» **Extract to read**:

_ _ _ _ _ _ _

Wednesday, 17 November 1999
Fred, Nov 11, 1999
By Beatrix Christian, by Melbourne Theatre Companyat Fairfax Studio, Arts Centre Melbourne Nov 10 until December 18, 1999
Reviewer: Kate Herbert
If only Beatrix Christian had quit while she was ahead at the interval, Fred would be a great black comedy. But she mistakenly carried on for a further 90 minutes.
The first half really is hilarious. It is stuffed full of cleverly written gags, left-field plot points and insane characters. Christian uses Pamela (Sarah Kants) as a contemporary film noir narrator and surrounds her with death and chaos.
The detective thriller form is turned on its head when, after Pamela finds a corpse under her Hill's hoist, her entire circle of friends and family coincidentally find corpses in their houses too. There is a gambling suicide in the laundry, a dero in the garage, a fat boss in the office. Coincidence?
Death obsesses first Pam, then the others. Grief besieges them then upturns their lives, values and relationships. But the gags keep coming thick and fast. Fred is filled with belly laughs in the first half that is like a good early episode of the sit-com, Friends, with a twist.
It is still funny after interval but it loses its focus, the characters disintegrate, there are diversions, meaningless sub-plots and too much padding. The original premise is obscured and silliness takes over. There's nothing wrong with silliness especially in a comedy but it becomes tiresome without a context or framework.
The performers have a hoot. Brian Lipson is quirky as the gay surgeon
and Neil Pigot as the "root-rat" Porsche car salesman, is simultaneously sleazy, sexy and ridiculous. Brett Climo's deadpan, repressed policeman is very funny. Kants, Stephen Curry, Victoria Eagger and Anita Hegh complete the fine comic ensemble.
Michael Gow sets a rollicking pace assisted by a pumping soundtrack by Peter Farnan. Gow uses the doors in Anna Borghesi's design as if this were a French a farce. Scenes bleed into each other and actors stroll through each other's scenes. The design is purposely like a trashy 70's motel room, with cheap Hawaiian prints and tacky wallpaper.
If only someone had taken to the script with a big red editor's pen, this would be a great short comedy.

_ _ _ _ _ _ _

» **Exercise data**:
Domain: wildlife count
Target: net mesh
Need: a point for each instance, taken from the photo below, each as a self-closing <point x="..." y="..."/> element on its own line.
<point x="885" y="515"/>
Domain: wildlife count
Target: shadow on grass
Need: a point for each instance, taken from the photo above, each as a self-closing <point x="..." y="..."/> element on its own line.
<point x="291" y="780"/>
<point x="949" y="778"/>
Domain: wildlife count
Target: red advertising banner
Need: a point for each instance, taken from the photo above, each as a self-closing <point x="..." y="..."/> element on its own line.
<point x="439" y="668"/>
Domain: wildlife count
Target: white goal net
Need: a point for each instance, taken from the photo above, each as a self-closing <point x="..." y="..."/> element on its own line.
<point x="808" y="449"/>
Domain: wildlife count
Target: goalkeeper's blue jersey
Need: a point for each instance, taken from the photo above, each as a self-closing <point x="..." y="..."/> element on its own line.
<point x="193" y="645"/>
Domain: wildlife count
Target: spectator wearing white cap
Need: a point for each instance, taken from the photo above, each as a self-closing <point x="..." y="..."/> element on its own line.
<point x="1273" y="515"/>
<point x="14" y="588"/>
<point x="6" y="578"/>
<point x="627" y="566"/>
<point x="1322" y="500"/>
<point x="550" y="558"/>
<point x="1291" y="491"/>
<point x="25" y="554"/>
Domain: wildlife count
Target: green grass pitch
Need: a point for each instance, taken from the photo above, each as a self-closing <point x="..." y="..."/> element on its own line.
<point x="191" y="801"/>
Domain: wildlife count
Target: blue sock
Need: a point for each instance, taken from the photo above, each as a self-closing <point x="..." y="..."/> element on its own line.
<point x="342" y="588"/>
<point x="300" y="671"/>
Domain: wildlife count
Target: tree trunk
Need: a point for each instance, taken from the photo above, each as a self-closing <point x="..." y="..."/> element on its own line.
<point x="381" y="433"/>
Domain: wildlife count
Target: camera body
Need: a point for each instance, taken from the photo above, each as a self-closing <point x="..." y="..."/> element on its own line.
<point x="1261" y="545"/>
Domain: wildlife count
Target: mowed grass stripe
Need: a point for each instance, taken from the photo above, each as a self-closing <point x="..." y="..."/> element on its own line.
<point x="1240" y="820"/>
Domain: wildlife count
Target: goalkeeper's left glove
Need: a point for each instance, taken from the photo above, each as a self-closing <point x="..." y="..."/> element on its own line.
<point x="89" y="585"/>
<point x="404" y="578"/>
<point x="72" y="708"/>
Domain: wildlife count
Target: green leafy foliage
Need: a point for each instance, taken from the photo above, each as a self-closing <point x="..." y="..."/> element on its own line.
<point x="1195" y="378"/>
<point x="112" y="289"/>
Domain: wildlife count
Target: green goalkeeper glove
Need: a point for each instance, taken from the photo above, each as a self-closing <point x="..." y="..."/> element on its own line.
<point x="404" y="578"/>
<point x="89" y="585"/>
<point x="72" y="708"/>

_ _ _ _ _ _ _

» **Work task 1**: Please copy the stretch of the review of Fred from "It is still" through "context or framework.".
» **Work task 2**: According to the review of Fred, who created the soundtrack?
The lines above are separate from the review of Fred.

» **Written solution 1**:
It is still funny after interval but it loses its focus, the characters disintegrate, there are diversions, meaningless sub-plots and too much padding. The original premise is obscured and silliness takes over. There's nothing wrong with silliness especially in a comedy but it becomes tiresome without a context or framework.

» **Written solution 2**: Peter Farnan.